↓

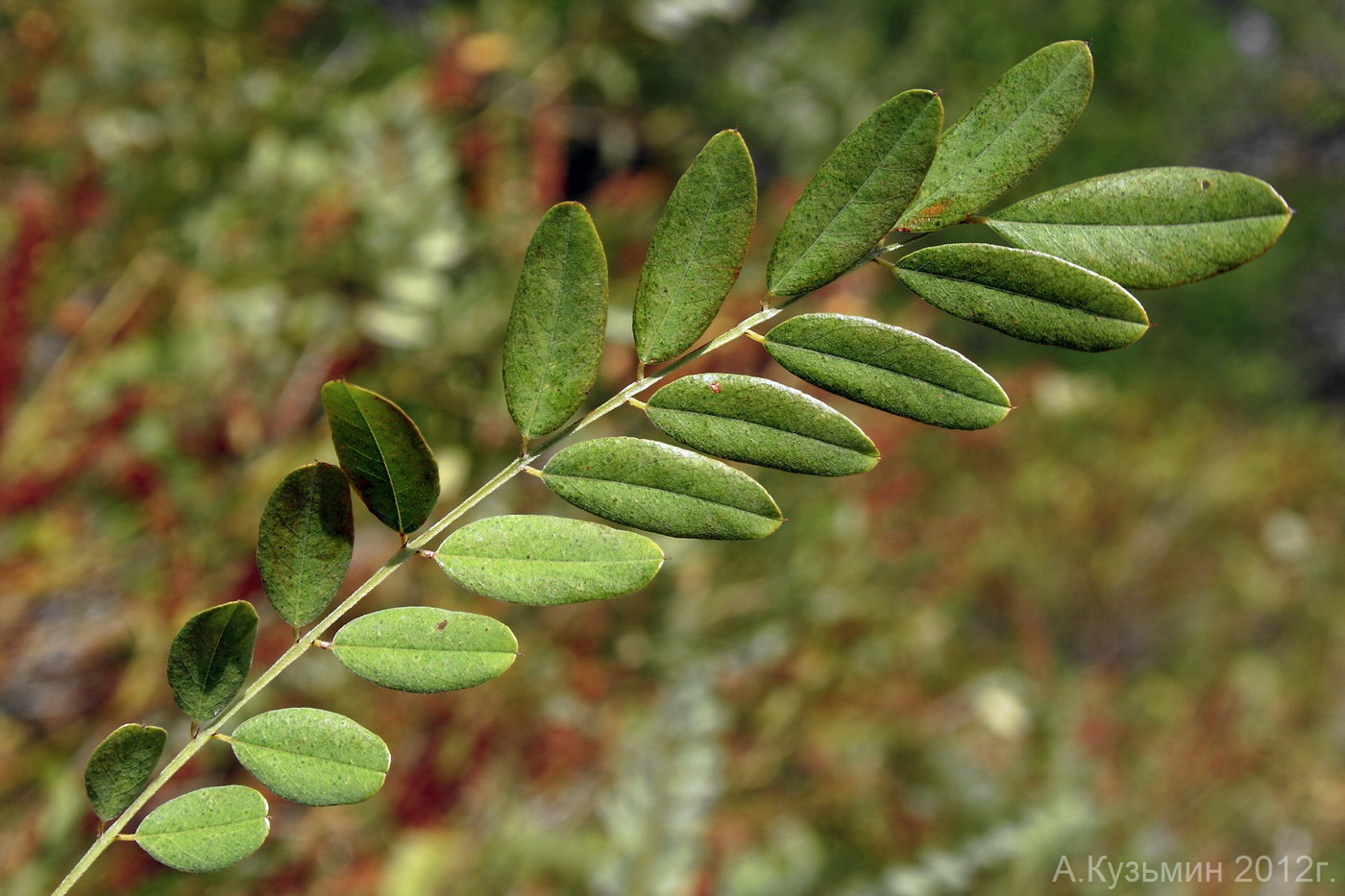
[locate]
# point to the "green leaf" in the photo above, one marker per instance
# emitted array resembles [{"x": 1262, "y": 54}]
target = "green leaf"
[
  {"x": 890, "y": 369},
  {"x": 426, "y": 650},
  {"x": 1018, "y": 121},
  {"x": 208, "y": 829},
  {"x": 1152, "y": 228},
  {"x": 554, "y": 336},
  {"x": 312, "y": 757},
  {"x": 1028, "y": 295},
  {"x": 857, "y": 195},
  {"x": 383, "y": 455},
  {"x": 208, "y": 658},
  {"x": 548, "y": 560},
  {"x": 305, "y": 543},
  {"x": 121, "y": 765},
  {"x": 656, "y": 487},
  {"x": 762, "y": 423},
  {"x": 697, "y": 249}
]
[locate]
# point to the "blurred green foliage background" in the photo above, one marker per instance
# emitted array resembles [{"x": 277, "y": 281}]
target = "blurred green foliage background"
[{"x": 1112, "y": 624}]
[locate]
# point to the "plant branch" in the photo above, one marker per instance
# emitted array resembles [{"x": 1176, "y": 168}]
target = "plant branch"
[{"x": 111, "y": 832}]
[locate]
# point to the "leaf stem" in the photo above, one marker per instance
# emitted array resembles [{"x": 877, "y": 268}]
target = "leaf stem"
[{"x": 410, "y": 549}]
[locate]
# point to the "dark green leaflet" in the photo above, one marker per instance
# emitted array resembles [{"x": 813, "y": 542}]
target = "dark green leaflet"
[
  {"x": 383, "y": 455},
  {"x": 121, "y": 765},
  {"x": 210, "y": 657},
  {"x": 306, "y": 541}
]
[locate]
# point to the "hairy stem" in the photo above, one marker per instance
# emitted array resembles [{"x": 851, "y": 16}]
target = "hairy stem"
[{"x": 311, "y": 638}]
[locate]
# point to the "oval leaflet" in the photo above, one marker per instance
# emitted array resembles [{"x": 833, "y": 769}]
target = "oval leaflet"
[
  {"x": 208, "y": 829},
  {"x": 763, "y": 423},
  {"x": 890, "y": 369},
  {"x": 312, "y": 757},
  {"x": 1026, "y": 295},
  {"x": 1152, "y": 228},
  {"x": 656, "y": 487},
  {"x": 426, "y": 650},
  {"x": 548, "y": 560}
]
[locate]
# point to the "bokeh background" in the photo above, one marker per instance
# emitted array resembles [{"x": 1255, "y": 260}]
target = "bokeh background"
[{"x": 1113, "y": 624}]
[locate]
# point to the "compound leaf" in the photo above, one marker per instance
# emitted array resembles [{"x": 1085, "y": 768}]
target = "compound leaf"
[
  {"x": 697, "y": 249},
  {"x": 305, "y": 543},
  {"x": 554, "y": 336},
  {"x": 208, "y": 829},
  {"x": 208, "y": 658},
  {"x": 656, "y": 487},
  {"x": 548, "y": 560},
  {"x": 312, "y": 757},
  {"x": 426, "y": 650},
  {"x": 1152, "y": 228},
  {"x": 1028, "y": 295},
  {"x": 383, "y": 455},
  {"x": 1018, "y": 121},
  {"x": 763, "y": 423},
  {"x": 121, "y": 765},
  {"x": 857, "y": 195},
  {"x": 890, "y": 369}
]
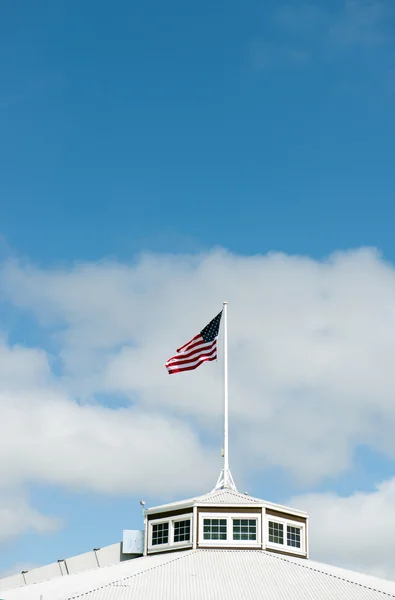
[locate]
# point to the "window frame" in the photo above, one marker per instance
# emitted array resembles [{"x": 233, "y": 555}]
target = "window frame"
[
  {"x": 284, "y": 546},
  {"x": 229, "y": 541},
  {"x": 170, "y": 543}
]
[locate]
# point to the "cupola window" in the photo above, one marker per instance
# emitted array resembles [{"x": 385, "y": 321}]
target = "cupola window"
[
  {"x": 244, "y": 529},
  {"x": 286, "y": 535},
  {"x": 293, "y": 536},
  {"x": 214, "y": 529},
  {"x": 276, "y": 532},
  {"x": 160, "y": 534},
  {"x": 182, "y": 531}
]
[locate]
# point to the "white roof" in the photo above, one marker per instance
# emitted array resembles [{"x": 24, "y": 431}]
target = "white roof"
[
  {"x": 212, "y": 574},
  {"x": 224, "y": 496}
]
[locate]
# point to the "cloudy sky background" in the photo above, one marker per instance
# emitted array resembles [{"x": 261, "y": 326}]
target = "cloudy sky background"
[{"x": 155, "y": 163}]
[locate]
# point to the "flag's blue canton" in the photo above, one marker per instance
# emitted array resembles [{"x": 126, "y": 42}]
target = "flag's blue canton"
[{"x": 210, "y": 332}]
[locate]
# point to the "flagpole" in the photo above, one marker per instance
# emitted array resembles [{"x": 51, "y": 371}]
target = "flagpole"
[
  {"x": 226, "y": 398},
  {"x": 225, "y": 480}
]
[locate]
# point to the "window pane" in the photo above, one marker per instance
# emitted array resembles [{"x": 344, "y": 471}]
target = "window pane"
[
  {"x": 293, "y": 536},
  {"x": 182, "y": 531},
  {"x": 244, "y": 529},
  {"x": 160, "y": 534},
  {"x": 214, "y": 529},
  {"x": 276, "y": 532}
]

↑

Requirement. An exact restatement of the entries above is needed; no picture may appear in it.

Exercise result.
[locate]
# point to the "green leaf" in the photo above, one marker per instance
# emitted array resembles [{"x": 1262, "y": 54}]
target = "green leaf"
[
  {"x": 890, "y": 369},
  {"x": 426, "y": 650},
  {"x": 1018, "y": 121},
  {"x": 208, "y": 829},
  {"x": 1152, "y": 228},
  {"x": 554, "y": 336},
  {"x": 312, "y": 757},
  {"x": 1028, "y": 295},
  {"x": 857, "y": 195},
  {"x": 383, "y": 455},
  {"x": 208, "y": 658},
  {"x": 548, "y": 560},
  {"x": 305, "y": 543},
  {"x": 121, "y": 765},
  {"x": 656, "y": 487},
  {"x": 762, "y": 423},
  {"x": 697, "y": 249}
]
[locate]
# point to the "blurred green foliage background" in the photo above, one marker per instance
# emitted array resembles [{"x": 277, "y": 281}]
target = "blurred green foliage background"
[{"x": 1112, "y": 624}]
[locate]
# point to the "plant branch" in the photo above, one marker per instance
# emitted array resembles [{"x": 1176, "y": 168}]
target = "plant branch"
[{"x": 111, "y": 832}]
[locate]
# point to the "leaf stem" in the photo above, one marker per instance
# emitted array resembles [{"x": 877, "y": 268}]
target = "leaf stem"
[{"x": 410, "y": 549}]
[locate]
# point to the "dark green leaflet" in the photo above, one marker per instance
# emitted array resembles [{"x": 813, "y": 542}]
target = "dark green leaflet"
[
  {"x": 383, "y": 455},
  {"x": 121, "y": 765},
  {"x": 210, "y": 657},
  {"x": 306, "y": 541}
]
[locate]
# point to the "hairy stem" in the photo above, one marker per instance
# emitted array resembles [{"x": 851, "y": 16}]
target = "hairy stem"
[{"x": 311, "y": 638}]
[locate]
# point to the "oval leaflet" in the photo above, one marker per instance
# emitted array resembles [{"x": 833, "y": 769}]
target = "oval leaflet"
[
  {"x": 208, "y": 829},
  {"x": 763, "y": 423},
  {"x": 890, "y": 369},
  {"x": 312, "y": 757},
  {"x": 1026, "y": 295},
  {"x": 1152, "y": 228},
  {"x": 656, "y": 487},
  {"x": 426, "y": 650},
  {"x": 548, "y": 560}
]
[locate]
# point to the "bokeh background" in the photo above, one marker per instance
# emitted array resembles [{"x": 1255, "y": 260}]
target = "bokeh background"
[{"x": 1113, "y": 624}]
[locate]
# point to the "compound leaf" in the photo above, one marker per instance
# emitted array resembles [{"x": 1085, "y": 768}]
target = "compound leaf"
[
  {"x": 697, "y": 249},
  {"x": 305, "y": 543},
  {"x": 554, "y": 336},
  {"x": 208, "y": 829},
  {"x": 208, "y": 658},
  {"x": 656, "y": 487},
  {"x": 548, "y": 560},
  {"x": 312, "y": 757},
  {"x": 426, "y": 650},
  {"x": 1152, "y": 228},
  {"x": 1028, "y": 295},
  {"x": 383, "y": 455},
  {"x": 1018, "y": 121},
  {"x": 763, "y": 423},
  {"x": 121, "y": 765},
  {"x": 857, "y": 195},
  {"x": 890, "y": 369}
]
[locate]
# point to the "window frame" in the photo above, one marker per instance
# emitted array resembles [{"x": 233, "y": 555}]
target = "window frame"
[
  {"x": 284, "y": 546},
  {"x": 229, "y": 541},
  {"x": 170, "y": 543}
]
[locate]
# point to the "cupola window" in the photo above, one marker per instance
# emitted array resembles [{"x": 385, "y": 321}]
target = "cupola window"
[
  {"x": 244, "y": 529},
  {"x": 286, "y": 535},
  {"x": 293, "y": 536},
  {"x": 214, "y": 529},
  {"x": 276, "y": 532},
  {"x": 160, "y": 534},
  {"x": 182, "y": 531}
]
[locate]
# point to the "white roof" in the photo above, one marker per instance
# emitted array resembles [{"x": 24, "y": 431}]
target = "white roof"
[
  {"x": 212, "y": 574},
  {"x": 224, "y": 496}
]
[locate]
# point to the "cloudy sky background" in the photo above, one marker per instance
# emitted array resembles [{"x": 261, "y": 326}]
target = "cloudy sky background"
[{"x": 155, "y": 163}]
[locate]
# point to the "flag's blue canton" in the photo above, one marker per instance
# emitted array resembles [{"x": 126, "y": 42}]
target = "flag's blue canton"
[{"x": 210, "y": 332}]
[locate]
# point to the "flagpole" in the photo above, one marker per instance
# emitted array resembles [{"x": 51, "y": 371}]
target = "flagpole"
[
  {"x": 226, "y": 398},
  {"x": 225, "y": 480}
]
[locate]
# point to the "window pane" in the photo above, one marker per instance
# emitted array resembles [{"x": 344, "y": 471}]
target = "window pane"
[
  {"x": 293, "y": 536},
  {"x": 182, "y": 531},
  {"x": 244, "y": 529},
  {"x": 160, "y": 534},
  {"x": 214, "y": 529},
  {"x": 276, "y": 532}
]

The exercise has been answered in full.